TASK LIST -
• a. Copy the passage from the PrEP article word for word, beginning at the words "Despite this promising" and stopping after "contracted HIV in 2021.".
• b. Summarize the PrEP article in two sentences.

DOCUMENT EXTRACT -
===
LANSING, Mich. (WLNS) — Just over one-third of people at high risk of HIV infection in the U.S. have been prescribed medication to prevent contracting the virus.

New, preliminary data from the Centers for Disease Control finds between 2019 and 2022, the percentage of an estimated 1.2 million at-risk people getting the medication has increased from 23% to 36%. The trend continued during the COVID pandemic, when access to medical care was limited.

Source: CDC website (WLNS)

The intervention is called Pre-Exposure Prophylaxis, or PrEP. It involves taking an antiretroviral pill once a day to prevent infection. Recently, the Food and Drug Administration approved a long last injectible version of the preventative as well. The intervention is as much as 99% effective in preventing a person from contracting HIV from sexual activity or needle sharing.

People assigned male at birth saw an increase in PrEP coverage from 26% in 2019 to 41% of the estimated at-risk population. People assigned female at birth saw a much slower uptake of the prevention option. Data reveals prescription access increased from 9% of at-risk populations in 2019 to 15% of the population in 2022.

Source: CDC website (WLNS)

Despite this promising data, significant racial disparities continue, the CDC notes.

White Americans at risk for HIV saw PrEP uptakes of the prevention go from 60% of at-risk persons to 94% of at-risk people between 2019 and 2022. An estimated 7,530 white Americans contracted HIV in 2021.

Uptake has increased from 8% to 13% among African American/Black Americans at risk for HIV. That’s despite an estimated 11,730 Black Americans being diagnosed with HIV in 2021.

Hispanic and Latino Americans saw an increase in PrEP uptake from 15% to 24% of at-risk members. But in 2021 an estimated 9,000 Hispanic/Latino Americans contracted HIV.

Source: CDC website. (WLNS)

“Continued and expanded efforts will be vital to overcome the significant barriers that continue to hinder PrEP uptake, including lack of knowledge and lack of trusted or easily accessible PrEP providers in many communities,” CDC leaders Robyn Neblett Fanfair, Acting Director
Division of HIV Prevention National Center for HIV, Viral Hepatitis, STD, and TB Prevention; and Jonathan H. Mermin, Director, National Center for HIV, Viral Hepatitis, STD, and TB Prevention, wrote in a letter published on the CDC website Tuesday. “To end the HIV epidemic, we must ensure equitable access to HIV testing, treatment, and prevention, including PrEP. This will require increased investments in community outreach, education, and services, as well as efforts to address the root causes and social determinants that contribute to HIV disparities.”
===
SOURCE INFORMATION -
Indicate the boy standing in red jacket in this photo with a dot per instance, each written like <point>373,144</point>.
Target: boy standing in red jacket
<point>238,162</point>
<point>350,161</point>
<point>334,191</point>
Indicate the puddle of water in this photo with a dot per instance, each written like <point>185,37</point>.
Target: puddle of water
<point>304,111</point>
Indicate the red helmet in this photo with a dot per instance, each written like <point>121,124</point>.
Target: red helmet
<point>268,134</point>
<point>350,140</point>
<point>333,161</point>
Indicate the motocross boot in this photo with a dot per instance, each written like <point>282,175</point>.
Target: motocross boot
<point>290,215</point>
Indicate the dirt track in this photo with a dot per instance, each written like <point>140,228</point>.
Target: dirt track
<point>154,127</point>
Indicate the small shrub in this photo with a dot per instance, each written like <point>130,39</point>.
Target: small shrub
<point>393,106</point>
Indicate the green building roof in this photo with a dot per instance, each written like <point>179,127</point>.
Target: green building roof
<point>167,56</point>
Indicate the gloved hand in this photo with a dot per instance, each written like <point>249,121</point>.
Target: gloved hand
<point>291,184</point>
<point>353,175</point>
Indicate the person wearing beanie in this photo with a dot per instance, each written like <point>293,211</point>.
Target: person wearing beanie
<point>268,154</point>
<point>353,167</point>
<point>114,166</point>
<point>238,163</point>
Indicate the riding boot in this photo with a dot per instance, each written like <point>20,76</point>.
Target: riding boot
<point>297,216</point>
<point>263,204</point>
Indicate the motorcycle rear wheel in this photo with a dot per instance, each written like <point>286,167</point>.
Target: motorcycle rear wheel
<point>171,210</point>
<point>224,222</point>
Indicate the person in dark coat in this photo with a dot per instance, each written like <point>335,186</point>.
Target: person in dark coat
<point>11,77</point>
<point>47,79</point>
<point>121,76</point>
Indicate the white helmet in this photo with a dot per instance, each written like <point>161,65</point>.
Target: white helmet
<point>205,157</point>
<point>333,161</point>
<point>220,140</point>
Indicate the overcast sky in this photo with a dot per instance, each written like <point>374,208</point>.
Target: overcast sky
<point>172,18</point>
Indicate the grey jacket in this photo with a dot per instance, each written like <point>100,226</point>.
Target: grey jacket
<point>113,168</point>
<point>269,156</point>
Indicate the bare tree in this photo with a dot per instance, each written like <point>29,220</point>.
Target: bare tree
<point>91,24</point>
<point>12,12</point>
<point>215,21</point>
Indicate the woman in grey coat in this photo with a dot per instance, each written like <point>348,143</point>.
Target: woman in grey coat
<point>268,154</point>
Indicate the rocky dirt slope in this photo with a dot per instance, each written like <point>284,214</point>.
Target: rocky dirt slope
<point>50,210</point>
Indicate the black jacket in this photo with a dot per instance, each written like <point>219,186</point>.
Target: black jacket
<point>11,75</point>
===
RESULTS FOR THE EXERCISE -
• a.
Despite this promising data, significant racial disparities continue, the CDC notes.

White Americans at risk for HIV saw PrEP uptakes of the prevention go from 60% of at-risk persons to 94% of at-risk people between 2019 and 2022. An estimated 7,530 white Americans contracted HIV in 2021.

• b. Preliminary CDC data show that the share of an estimated 1.2 million people at high risk of HIV infection in the U.S. who were prescribed PrEP rose from 23% in 2019 to 36% in 2022, with much slower uptake among people assigned female at birth than among those assigned male at birth. The CDC notes that significant racial disparities continue, and its leaders call for expanded efforts, including increased investment in community outreach, education and services, to ensure equitable access to PrEP.